__Task directions__.
Copy the lines below verbatim, beginning with the line that includes "of garbage bag" and continuing to the end; leave out everything before it.

__Provided material__.

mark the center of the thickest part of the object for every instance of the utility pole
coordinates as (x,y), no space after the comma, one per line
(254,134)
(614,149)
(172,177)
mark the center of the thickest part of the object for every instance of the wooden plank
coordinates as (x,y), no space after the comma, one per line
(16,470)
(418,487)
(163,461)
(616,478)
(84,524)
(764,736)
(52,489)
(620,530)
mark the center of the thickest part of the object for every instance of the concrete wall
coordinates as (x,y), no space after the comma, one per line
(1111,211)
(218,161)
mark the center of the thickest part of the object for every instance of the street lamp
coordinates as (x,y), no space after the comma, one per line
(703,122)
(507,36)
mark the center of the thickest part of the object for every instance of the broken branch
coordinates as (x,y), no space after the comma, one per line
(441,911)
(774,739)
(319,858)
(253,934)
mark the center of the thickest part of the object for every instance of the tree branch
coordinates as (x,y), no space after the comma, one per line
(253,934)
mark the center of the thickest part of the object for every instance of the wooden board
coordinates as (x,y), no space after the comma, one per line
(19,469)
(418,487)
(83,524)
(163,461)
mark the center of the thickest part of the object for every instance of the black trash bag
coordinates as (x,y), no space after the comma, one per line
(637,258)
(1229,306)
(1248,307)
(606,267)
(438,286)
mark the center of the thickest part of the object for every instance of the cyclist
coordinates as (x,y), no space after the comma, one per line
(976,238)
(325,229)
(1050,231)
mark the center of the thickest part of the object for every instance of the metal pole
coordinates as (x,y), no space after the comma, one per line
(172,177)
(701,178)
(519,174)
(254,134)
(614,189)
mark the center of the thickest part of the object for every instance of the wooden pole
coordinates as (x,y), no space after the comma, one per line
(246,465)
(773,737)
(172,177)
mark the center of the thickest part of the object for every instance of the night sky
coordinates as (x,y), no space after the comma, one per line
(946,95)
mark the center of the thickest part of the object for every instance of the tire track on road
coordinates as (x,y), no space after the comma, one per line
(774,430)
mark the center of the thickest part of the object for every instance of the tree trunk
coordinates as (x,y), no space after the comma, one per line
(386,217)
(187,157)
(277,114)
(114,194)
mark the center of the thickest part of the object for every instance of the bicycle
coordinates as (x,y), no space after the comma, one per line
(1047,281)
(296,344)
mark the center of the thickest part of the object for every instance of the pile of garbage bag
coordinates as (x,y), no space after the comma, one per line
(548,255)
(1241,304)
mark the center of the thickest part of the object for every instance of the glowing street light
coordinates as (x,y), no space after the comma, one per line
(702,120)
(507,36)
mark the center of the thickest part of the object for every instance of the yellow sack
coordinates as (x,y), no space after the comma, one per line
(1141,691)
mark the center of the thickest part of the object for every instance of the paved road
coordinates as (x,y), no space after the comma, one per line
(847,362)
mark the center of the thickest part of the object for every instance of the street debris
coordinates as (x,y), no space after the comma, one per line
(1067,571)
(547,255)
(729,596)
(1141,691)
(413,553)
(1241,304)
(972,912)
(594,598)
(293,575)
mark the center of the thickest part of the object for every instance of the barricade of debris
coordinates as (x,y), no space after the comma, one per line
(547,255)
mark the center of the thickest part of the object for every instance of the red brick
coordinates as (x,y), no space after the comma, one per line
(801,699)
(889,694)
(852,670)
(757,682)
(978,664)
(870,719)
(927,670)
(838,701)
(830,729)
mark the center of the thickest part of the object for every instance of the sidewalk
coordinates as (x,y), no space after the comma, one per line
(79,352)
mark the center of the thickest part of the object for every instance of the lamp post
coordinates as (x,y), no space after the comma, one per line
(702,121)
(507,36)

__Exercise solution__.
mark the center of the thickest part of the object for every instance of the pile of garbage bag
coordinates as (x,y), no space after the comma, one per line
(548,255)
(1241,304)
mark the center of the thickest part of the object for every instance of the glowing street light
coordinates as (x,y), no space after the comma, one per line
(702,120)
(507,36)
mark the center of the thickest part of the object for every instance of the yellow sack
coordinates as (x,y), no space after the comma, one per line
(1141,691)
mark the center of the thickest part of the object for every instance of the paved road
coordinates as (x,y), no space after the comma, one per line
(847,362)
mark the center of the thickest part of the object for every instance of the street debris
coordinates as (x,y), no space after the comma, one per line
(1067,571)
(547,255)
(729,596)
(1141,691)
(413,553)
(1241,304)
(972,912)
(594,598)
(293,575)
mark the center of the thickest part of the object for every instance of the barricade of debris
coordinates as (x,y), no space after the comma, one per line
(547,255)
mark the center of the thickest part of the object for every instance of the red brick
coordinates as (x,y), no space after the comma, one per line
(801,699)
(889,694)
(852,670)
(757,682)
(978,664)
(870,719)
(927,670)
(838,701)
(830,729)
mark the center of the thickest part of the object for every instance of the sidewalk
coordinates as (x,y), no space after the comma, one per line
(79,352)
mark the center of the thickest part of the object for every instance of the lamp post
coordinates as (x,y), no space after the comma, one per line
(702,121)
(507,36)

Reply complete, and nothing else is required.